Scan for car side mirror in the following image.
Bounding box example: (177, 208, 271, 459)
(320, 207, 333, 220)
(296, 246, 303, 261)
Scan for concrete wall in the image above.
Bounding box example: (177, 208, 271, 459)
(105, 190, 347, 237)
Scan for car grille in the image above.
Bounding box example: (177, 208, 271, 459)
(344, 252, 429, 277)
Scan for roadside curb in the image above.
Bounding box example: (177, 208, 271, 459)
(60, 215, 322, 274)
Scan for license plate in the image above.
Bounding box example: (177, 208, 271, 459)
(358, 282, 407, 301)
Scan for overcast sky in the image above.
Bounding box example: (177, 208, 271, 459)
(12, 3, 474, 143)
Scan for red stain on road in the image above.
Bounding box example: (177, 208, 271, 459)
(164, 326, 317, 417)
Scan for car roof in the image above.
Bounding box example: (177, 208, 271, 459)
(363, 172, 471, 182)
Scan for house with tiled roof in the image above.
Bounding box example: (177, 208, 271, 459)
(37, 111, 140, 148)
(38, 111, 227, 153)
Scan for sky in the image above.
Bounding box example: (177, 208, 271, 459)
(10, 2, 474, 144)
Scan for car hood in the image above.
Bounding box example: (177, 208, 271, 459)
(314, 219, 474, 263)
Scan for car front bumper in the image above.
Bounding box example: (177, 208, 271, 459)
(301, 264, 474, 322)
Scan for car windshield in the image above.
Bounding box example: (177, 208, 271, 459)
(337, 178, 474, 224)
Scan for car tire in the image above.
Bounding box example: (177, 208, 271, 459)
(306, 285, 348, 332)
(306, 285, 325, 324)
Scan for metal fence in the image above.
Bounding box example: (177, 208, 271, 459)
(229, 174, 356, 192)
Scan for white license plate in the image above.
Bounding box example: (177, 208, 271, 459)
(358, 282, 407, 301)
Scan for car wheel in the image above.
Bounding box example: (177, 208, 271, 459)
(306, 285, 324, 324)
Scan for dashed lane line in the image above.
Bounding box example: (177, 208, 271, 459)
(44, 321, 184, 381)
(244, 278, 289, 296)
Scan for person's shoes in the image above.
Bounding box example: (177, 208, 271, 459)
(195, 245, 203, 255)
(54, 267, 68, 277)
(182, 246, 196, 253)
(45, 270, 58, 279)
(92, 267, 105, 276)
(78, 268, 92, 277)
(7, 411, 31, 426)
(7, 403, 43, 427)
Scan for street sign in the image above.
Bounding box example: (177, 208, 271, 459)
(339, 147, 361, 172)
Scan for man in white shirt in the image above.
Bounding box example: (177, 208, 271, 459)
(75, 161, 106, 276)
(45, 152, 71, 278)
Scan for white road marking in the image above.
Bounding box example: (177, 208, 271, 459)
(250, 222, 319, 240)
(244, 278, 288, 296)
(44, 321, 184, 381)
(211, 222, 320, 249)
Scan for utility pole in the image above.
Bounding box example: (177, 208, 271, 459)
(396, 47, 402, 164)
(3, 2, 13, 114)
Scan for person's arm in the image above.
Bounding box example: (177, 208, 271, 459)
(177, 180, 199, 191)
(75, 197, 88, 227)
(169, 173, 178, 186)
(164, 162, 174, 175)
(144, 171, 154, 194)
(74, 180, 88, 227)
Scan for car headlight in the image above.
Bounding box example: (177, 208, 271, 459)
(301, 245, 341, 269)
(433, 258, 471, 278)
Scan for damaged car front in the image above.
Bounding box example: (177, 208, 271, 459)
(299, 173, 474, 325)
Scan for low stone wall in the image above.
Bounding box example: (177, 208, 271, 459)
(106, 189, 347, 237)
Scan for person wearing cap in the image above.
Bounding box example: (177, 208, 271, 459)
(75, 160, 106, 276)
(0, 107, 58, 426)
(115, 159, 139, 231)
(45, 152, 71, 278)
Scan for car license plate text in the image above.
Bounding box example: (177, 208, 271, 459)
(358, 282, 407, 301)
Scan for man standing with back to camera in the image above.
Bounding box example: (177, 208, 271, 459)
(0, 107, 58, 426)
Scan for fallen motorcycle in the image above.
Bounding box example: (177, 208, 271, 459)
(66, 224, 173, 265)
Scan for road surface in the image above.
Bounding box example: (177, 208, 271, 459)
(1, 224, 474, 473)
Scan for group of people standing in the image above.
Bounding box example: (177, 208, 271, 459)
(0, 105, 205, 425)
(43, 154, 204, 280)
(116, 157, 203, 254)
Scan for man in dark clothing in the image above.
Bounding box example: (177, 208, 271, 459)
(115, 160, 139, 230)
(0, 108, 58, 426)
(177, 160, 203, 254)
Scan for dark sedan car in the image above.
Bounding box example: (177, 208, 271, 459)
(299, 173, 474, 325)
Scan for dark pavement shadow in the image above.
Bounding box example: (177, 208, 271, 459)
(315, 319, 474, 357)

---

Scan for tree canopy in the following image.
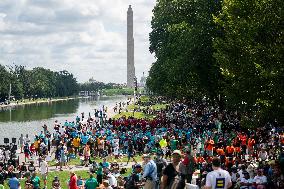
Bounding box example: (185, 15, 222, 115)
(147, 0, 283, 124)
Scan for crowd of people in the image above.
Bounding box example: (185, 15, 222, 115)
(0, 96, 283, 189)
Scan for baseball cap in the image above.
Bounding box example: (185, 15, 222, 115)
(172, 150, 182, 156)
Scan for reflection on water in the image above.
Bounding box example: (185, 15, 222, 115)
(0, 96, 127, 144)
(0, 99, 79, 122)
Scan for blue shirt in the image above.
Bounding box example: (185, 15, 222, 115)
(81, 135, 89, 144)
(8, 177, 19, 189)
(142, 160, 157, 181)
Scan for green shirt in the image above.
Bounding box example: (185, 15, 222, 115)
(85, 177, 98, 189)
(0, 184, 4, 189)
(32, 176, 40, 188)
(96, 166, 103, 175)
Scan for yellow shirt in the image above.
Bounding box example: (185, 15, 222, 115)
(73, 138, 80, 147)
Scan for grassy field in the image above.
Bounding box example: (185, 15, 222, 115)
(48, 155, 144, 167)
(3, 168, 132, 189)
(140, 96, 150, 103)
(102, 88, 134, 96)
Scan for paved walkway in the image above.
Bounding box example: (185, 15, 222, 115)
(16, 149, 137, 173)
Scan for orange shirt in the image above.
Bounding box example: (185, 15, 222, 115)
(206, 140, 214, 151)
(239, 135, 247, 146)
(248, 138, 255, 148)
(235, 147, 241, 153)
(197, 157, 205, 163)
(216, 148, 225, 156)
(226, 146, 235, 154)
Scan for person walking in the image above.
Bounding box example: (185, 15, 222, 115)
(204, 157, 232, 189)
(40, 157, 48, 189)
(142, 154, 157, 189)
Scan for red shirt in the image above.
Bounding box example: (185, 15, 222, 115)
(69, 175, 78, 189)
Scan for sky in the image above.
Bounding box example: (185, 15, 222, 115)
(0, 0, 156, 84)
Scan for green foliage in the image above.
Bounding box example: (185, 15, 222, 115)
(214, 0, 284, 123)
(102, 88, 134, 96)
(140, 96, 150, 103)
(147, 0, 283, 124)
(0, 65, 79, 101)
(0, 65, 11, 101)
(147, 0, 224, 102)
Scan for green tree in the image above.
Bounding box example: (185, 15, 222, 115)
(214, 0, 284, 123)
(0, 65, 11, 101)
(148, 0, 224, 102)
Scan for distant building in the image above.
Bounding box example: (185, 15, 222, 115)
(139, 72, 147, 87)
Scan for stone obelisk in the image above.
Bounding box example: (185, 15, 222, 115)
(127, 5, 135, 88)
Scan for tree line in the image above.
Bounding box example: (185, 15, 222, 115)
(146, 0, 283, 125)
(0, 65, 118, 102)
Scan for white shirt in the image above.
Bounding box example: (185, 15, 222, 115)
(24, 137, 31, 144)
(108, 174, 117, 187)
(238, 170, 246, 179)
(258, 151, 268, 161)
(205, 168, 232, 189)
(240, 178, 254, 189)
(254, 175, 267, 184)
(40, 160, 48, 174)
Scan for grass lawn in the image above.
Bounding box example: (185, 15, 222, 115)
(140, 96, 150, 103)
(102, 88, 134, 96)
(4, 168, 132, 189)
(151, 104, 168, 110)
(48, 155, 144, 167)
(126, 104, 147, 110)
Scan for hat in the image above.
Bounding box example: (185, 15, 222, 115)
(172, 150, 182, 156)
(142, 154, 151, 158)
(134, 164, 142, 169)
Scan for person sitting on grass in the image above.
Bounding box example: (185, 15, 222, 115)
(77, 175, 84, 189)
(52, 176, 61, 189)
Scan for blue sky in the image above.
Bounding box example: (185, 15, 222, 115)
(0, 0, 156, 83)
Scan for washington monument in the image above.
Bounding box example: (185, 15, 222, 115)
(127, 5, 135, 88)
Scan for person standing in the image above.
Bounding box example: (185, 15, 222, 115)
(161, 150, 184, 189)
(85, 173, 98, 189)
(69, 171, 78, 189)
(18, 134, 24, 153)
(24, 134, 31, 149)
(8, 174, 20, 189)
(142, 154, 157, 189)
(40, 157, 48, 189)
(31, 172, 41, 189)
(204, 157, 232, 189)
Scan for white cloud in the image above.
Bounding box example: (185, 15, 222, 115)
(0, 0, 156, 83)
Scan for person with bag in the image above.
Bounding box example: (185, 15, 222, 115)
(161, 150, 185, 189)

● TASK INSTRUCTIONS
Look back at the entries above. Retype the line with "Scan for crowd of people in the image above.", the line with "Scan for reflection", and all lines in between.

● EXERCISE ANSWER
Scan for crowd of people in the image above.
Bounding box example: (185, 15, 222, 115)
(0, 96, 283, 189)
Scan for baseball cap in the image above.
Bounding box example: (185, 15, 222, 115)
(172, 150, 182, 156)
Scan for reflection on water in the image above.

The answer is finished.